Goal:
Retype the material below. Keep every word exactly as it is.

########

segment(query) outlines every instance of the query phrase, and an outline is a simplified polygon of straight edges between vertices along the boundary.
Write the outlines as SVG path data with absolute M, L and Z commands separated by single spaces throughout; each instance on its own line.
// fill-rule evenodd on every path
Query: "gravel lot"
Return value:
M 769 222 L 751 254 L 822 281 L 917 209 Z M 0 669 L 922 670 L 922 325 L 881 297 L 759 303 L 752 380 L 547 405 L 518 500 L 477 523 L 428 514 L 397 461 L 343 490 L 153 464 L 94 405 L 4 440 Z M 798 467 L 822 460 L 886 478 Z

########

Correct answer:
segment(query) outlines every instance of the query phrase, and an outline is a simplified polygon of straight edges between vertices along the boundary.
Write the outlines as SVG path data with absolute M, L and Z commands separated by single spaces throughout; each instance on its own line.
// fill-rule evenodd on every path
Query: "gravel lot"
Return value:
M 769 222 L 751 254 L 822 281 L 917 209 Z M 0 669 L 922 670 L 922 325 L 881 297 L 759 303 L 752 380 L 547 405 L 518 500 L 477 523 L 428 514 L 397 461 L 343 490 L 153 464 L 94 405 L 4 440 Z M 798 467 L 822 460 L 886 478 Z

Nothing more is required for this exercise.